*SELECTED EXCERPT*.

Even if it feels like “just admin”, these officer changes become visible on the public register, and inconsistencies can raise questions during investment rounds or a future sale.
Practical Compliance Tips For SMEs (So Your Governance Doesn’t Get Messy)
Appointing a company secretary is only useful if the role actually improves your compliance and governance. For SMEs and startups, this usually comes down to a handful of practical habits.
1) Be Clear On Scope: What Are They Responsible For?
In small businesses, roles blur quickly. If your company secretary is internal, decide (in writing) whether they’re responsible for:
- preparing board packs,
- circulating resolutions,
- filing confirmations and officer changes,
- maintaining statutory registers, and
- keeping the compliance calendar.
This doesn’t need to be complicated - but clarity avoids the classic “I thought you were doing that” problem.
2) Treat Board Decisions Like They Matter (Because They Do)
In early-stage businesses, it’s common to make decisions over WhatsApp, Slack, or a quick call. That’s not inherently “wrong”, but it becomes risky when:
- there are multiple directors who don’t fully agree,
- investors later ask for decision records, or
- you need to prove when and why a decision was made (eg issuing shares, approving a loan, entering a major contract).
Keeping decisions properly recorded in Meeting Minutes (even if brief) can dramatically reduce disputes later.
3) Make Sure Your Signing Process Is Consistent
Startups often end up signing a wide range of documents quickly: supplier agreements, client contracts, NDAs, leases, finance documents, IP assignments, and more.
If your secretary will coordinate signing (or sign on behalf of the company where authorised), get your process straight:
- Who has authority to sign?
- Do you need one director or two?
- Is it being executed as a deed?
- Do you need a witness?
For anything being signed as a deed, execution formalities matter a lot. If you’re unsure, it’s worth understanding Executing Deeds so you don’t accidentally create an unenforceable document.
4) Don’t Forget Data Protection And Confidentiality
A company secretary often has access to sensitive information, including shareholder details, director addresses, company financial information, and sometimes employee issues.
If they’re handling personal data (even internally), you should ensure your business has the right privacy compliance foundations in place. This may include a Privacy Policy if you collect personal data through your website or operations, and internal policies for how sensitive data is stored and accessed.
5) Consider The “Bigger Picture” As You Grow
Appointing a company secretary often happens when you’ve outgrown informal processes.

*STATED GOAL 1*.
List the duties that the compliance tips say to decide, in writing, whether an internal company secretary is responsible for.
*STATED GOAL 2*.
From the compliance tips, extract word for word the passage starting with "1) Be Clear" and going on through "(Because They Do)".
The data that comes next plays no part in the tasks on the compliance tips.

*MATERIAL PROVIDED*.
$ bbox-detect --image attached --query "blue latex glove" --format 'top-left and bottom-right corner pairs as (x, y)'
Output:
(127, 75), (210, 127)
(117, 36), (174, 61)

*COMPLETE RESPONSE 1*.
- preparing board packs
- circulating resolutions
- filing confirmations and officer changes
- maintaining statutory registers
- keeping the compliance calendar

*COMPLETE RESPONSE 2*.
1) Be Clear On Scope: What Are They Responsible For?
In small businesses, roles blur quickly. If your company secretary is internal, decide (in writing) whether they’re responsible for:
- preparing board packs,
- circulating resolutions,
- filing confirmations and officer changes,
- maintaining statutory registers, and
- keeping the compliance calendar.
This doesn’t need to be complicated - but clarity avoids the classic “I thought you were doing that” problem.
2) Treat Board Decisions Like They Matter (Because They Do)